▸ **Supplied passage**

--------------------------------------------------

With the growing popularity of Vedic Vidyalayas (schools imparting Vedic teachings), Vishwa Hindu Parishad (VHP) has decided to set up as many as 10 new such schools in north India.
These schools are likely to be opened in Madhya Pradesh, Rajasthan, Uttarakhand, Uttar Pradesh, Punjab and Haryana, and the new academic session will begin in July itself.
Acharya Pankaj Sharma, principal of Maharshi Bhardwaj Ved Vedang Shikshan Kendra, Prayag, told TOI, “Vishwa Ved Sansthan (a VHP affiliate) is looking forward to recruit acharyas (teachers) under the expansion plan.”
He added that the Maharshi Ved Vyas Prathisthan, Pune and Vishwa Hindu Parishad (VHP) are currently running around 27 Vedic Vidyalayas across the country where over 1,000 children are being imparted lessons in Vedas and Vedang.
“The city-wise list of the new vidyalayas would be finalized within a week,” he said.

--------------------------------------------------

Outline entries for images:
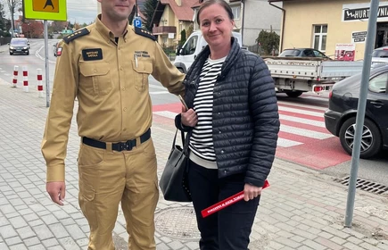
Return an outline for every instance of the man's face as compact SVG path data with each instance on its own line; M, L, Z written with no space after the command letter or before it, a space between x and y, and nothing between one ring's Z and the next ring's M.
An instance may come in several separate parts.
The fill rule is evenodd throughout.
M135 0L97 0L101 3L103 16L113 21L128 20L135 5Z

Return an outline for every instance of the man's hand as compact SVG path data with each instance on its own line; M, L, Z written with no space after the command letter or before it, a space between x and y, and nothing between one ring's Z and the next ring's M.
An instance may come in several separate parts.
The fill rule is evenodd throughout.
M180 115L181 122L185 126L195 127L198 122L198 116L193 109L189 109L188 111L186 111L186 109L182 106L182 112L180 113Z
M245 183L244 186L244 200L249 201L256 198L261 194L262 188Z
M45 190L57 204L63 205L66 187L64 181L53 181L45 184Z

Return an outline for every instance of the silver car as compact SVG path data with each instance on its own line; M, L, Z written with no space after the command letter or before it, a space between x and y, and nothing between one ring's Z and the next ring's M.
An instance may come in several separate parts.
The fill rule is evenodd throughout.
M372 68L384 66L388 63L388 46L376 48L372 53Z

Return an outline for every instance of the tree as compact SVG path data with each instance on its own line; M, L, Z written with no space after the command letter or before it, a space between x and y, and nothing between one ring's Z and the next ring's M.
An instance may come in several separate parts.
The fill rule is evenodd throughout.
M42 38L43 22L41 21L30 20L21 24L23 34L28 38Z
M280 36L275 31L261 30L256 38L256 43L260 44L266 54L270 54L272 50L279 48Z
M158 0L146 0L144 3L144 9L143 11L143 13L144 14L145 20L143 26L148 31L153 31L153 23L151 22L151 21L153 20Z
M11 27L12 29L12 36L14 32L14 24L15 21L13 20L13 15L15 13L15 10L19 10L20 6L21 5L22 0L7 0L8 3L8 8L10 9L10 14L11 14Z

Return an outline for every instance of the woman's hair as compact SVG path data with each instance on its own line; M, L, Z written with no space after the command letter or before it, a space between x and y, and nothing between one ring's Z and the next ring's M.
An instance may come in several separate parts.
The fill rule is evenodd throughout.
M201 5L201 7L198 10L197 12L197 22L199 25L201 25L200 23L200 14L202 12L203 9L212 5L212 4L219 4L221 5L221 7L223 7L225 9L225 11L227 11L227 15L229 16L230 20L234 20L235 17L233 16L233 12L232 9L230 8L229 4L225 2L224 0L205 0L205 1L200 1L200 2L203 2L203 4Z

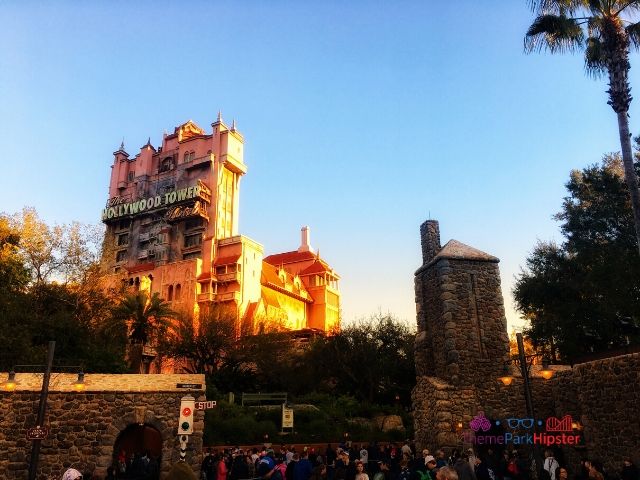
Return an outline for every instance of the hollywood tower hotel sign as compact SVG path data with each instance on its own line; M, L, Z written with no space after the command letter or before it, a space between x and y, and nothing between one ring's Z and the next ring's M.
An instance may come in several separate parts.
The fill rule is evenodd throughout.
M245 327L334 328L339 276L314 252L308 227L299 248L267 257L238 233L244 139L220 115L211 126L207 134L188 121L134 158L124 145L114 152L102 210L110 284L157 292L175 310L223 304Z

--------------------------------------------------

▸ **Directions for this task**
Pick up the news report on the VHP's plan for new Vedic schools after its final sentence and continue it. The items have nothing to do with what comes next.

▸ **Result**
Acharya Sharma claimed that there will be no admission of students in Prayag Vidyalaya this year as the authorities would upgrade it with more facilities as well as add new subjects. “At Prayag’s two vidyalayas, as many as 55 students are pursuing seven-year course. The 10 new Vedic schools will accommodate scores of children willing to learn Vedas and Vedang,” Sharma added. He claimed that keeping in mind the growing popularity of Vedic Vidyalayas, authorities are focussing on imparting quality education, strengthening the infrastructure as well as inducting new subjects.
“With limited seats available in Vedic Vidyalayas, at least 400 students usually apply for 20-25 seats every year and they have to go through written and oral test to qualify the exam. In the past three years, about 1,200 students had applied for admission in the two vidyalayas of Prayag region,” he said.
He also claimed that no fees was charged from students and on an average, Rs 4,000 is spent on a student monthly by the organisation. Apart from north India, Vedic schools are also running in Manipur, Kolkata, Jammu, Pune, Amrawati and Pushkar.
The scope for Vedic education has increased manifold since western universities are offering graduation courses in yoga and related subjects.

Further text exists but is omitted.